TEXT EXCERPT:
======

2. Experimental Section

2.1. Materials

Monomers, i.e., 1,2-butylene oxide, isopropyl glycidyl ether, allyl glycidyl ether, phenyl glycidyl ether and, benzyl glycidyl ether (all from Aldrich/Poland) were purified in a two-step procedure with drying over CaH₂ at first and distillation under reduced pressure (11 mmHg) at an appropriate temperature in the second step—at 336 K (63 °C) for BO, 414 K (131 °C) for isopropyl glycidyl ether (IPGE), 427 K (154 °C) for allyl glycidyl ether (AGE), 518 K (245 °C) phenyl glycidyl ether (PGE) and 344 K (71 °C) for benzyl glycidyl ether (BGE). Commercially available anhydrous tetrahydrofuran (THF) (Acros Organics, Poznan, Poland, water content max 50 ppm) was additionally kept over CaH₂ and distilled at 339 K (66 °C) to remove traces of impurities that could induce solvent polymerization [22,23]. Potassium hydride (KH) was purified according to the procedure [24] where a dispersion of KH in mineral oil (35 wt%, Sigma Aldrich, Poznan, Poland) was mixed with n-pentane under sealing dry argon atmosphere and then decanted. The triple repetition of this step followed by triple washing with dry THF resulted in a satisfactory purity level. Finally, THF was evaporated in a vacuum. The presence of KH in the system was determined by a standard gas law calculation of the amount of hydrogen liberated after treatment with 2-butanol (1.0 H₂ = 1.0 KH). The resulting solution was titrated to a phenolphthalein endpoint. Very little excess (<1%) of total base over hydride base (from gas evolution) indicated small hydrolysis of the original KH sample. Coronand 18C6 (1,4,7,10,13,16-hexaoxacyclooctadecane) (Merck, Warsaw, Poland) and 2,2,6,6-tetrakis(hydroxymethyl)-cyclohexanol (THMC, Aldrich, Warsaw, Poland) were used for synthesis without further purification.

======

BRIEF: Pick up the reagent purification text above and continue it from its last sentence.

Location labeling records
======

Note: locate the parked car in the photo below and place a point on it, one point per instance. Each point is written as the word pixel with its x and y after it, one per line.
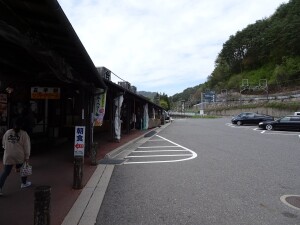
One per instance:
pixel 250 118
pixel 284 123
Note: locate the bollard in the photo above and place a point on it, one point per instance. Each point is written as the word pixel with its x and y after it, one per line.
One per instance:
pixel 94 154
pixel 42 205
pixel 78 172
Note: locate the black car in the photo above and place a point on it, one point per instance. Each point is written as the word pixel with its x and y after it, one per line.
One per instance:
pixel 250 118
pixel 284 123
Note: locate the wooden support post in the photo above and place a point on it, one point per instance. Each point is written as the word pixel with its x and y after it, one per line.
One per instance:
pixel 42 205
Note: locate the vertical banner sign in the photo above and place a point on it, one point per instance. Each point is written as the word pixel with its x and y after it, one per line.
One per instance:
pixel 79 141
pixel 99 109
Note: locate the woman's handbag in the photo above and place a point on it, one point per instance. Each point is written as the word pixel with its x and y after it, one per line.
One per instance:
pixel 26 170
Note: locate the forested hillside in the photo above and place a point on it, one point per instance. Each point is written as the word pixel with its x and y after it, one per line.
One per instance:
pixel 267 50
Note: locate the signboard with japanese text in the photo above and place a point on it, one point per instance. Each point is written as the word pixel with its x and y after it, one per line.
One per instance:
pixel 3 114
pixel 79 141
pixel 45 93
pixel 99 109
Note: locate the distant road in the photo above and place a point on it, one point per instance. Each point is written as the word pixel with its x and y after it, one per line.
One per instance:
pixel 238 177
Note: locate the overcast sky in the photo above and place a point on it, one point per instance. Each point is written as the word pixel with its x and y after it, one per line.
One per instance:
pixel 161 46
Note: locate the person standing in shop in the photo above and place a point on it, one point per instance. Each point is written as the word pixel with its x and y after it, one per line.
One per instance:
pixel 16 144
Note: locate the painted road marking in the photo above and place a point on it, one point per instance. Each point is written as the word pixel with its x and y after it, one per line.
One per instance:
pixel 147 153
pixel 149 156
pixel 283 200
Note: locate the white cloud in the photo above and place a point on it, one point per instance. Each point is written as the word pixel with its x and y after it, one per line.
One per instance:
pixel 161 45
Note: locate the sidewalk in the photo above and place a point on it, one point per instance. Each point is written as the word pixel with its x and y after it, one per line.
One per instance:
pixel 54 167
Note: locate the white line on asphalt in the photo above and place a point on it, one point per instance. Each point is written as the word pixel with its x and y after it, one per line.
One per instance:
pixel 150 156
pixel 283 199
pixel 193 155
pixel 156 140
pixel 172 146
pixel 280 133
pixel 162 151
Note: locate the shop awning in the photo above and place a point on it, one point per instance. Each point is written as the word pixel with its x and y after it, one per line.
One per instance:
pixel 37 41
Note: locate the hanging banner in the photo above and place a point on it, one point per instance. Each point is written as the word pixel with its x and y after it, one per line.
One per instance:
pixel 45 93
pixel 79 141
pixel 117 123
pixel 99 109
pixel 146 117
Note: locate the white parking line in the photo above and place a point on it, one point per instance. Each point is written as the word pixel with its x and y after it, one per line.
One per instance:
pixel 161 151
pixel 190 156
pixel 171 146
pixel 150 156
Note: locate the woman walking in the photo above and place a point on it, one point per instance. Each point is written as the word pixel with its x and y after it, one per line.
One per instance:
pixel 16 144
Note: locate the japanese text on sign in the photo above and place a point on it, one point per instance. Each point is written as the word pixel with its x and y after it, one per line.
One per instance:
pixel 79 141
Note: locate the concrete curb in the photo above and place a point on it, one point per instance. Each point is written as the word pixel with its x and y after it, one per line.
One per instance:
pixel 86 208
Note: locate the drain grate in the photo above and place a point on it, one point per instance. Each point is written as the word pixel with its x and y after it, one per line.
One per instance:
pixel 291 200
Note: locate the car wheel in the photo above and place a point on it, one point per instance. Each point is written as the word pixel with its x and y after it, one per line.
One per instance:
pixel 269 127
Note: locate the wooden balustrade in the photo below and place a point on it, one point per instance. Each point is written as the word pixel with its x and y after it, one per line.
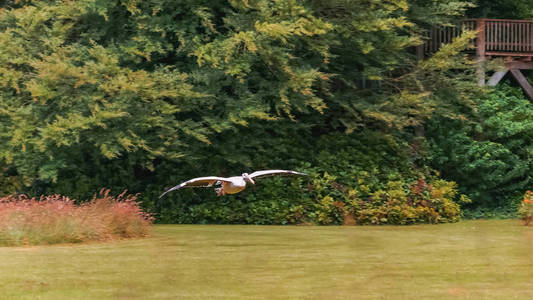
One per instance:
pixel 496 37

======

RESPONSE TO THE EXERCISE:
2.2. Polymerization

Tripotassium salts of 2,2,6,6-tetrakis(hydroxymethyl)cyclohexanol (3K-THMC) activated 18C6 were prepared in the reaction of pure THMC with an appropriate amount (calculated) of KH in THF at 20 °C. The initial concentrations of the monomer were 3.0 mol/dm³, and the initial concentration of the initiator was 0.02 mol/dm³. For example, in the synthesis of 3K-THMC activated 18C6 potassium hydride (0.047 g, 1.2 mmol), THF (4.0 cm³) and 18C6 (0.32 g, 1.2 mmol) were introduced into the reactor. Then, THMC (0.088 g, 0.4 mmol) was dissolved in boiling THF (10.0 cm³), and the solution obtained was dropped to the system at 20 °C. After mixing for 1.5 h hydrogen (26.8 cm³) was evolved. Finally, 1,2-butylene oxide (1,2-epoxybutane) (5.22 cm³, 4.32 g, 60 mmol) was added and, the reaction mixture was stirred for several days. After complete conversion of the monomer, the reaction mixture was treated with H₂O or HCl/H₂O system (0.1 mol/dm³, 70 cm³) and transferred to the separator containing chloroform (70 cm³). After shaking for 5 min, two layers were formed, i.e., an inferior polyether layer and a superior layer containing water and potassium salt. These layers were separated and, the superior layer was removed. After three items of washing with distilled water, polyether was obtained by evaporating chloroform and water. In the studied systems, the final conversion was 97–99% after 1–3 weeks. Heterogeneity was observed in the systems containing 3K-THMC salt.

2.3. Measurements

100 MHz ¹³C nuclear magnetic resonance (NMR) spectra were recorded in CDCl₃ at 25 °C on a BrukerAvance 400 pulsed spectrometer (Bruker, Billerica, MA, USA) equipped with a 5-mm broad-band probe and applying the Waltz16 decoupling sequence. Chemical shifts were referenced to an internal standard (TMS—tetramethylsilanem). To reveal microstructural details of the polymer main chain high-quality spectrum must be recorded, with 3000 scans being a satisfactory amount, however, to observe the signals of the polymer chain ends, more than 10,000 scans were necessary.

Molar masses and dispersity (d) of polymers were determined by means of size exclusion chromatography (SEC) on a Shimadzu Prominance UFLC instrument (Shimadzu, Kyoto, Japan) at 40 °C on a Shodex 300 mm × 8 mm OHpac column using tetrahydrofuran as a solvent. PS were used as calibration standards.

Matrix-assisted laser desorption/ionization-time of flight (MALDI-TOF) spectra were recorded on a Shimadzu AXIMA Performance instrument with dithranol used as a matrix.

Infrared (IR) spectra of samples were recorded on a Shimadzu IR Prestige spectrometer with an attenuated total reflectance (ATR) accessory. The diamond ATR crystal was purified prior to each measurement with isopropanol. Data were analyzed using the LabSolutions program. Each sample was scanned at a resolution of 2 cm⁻¹.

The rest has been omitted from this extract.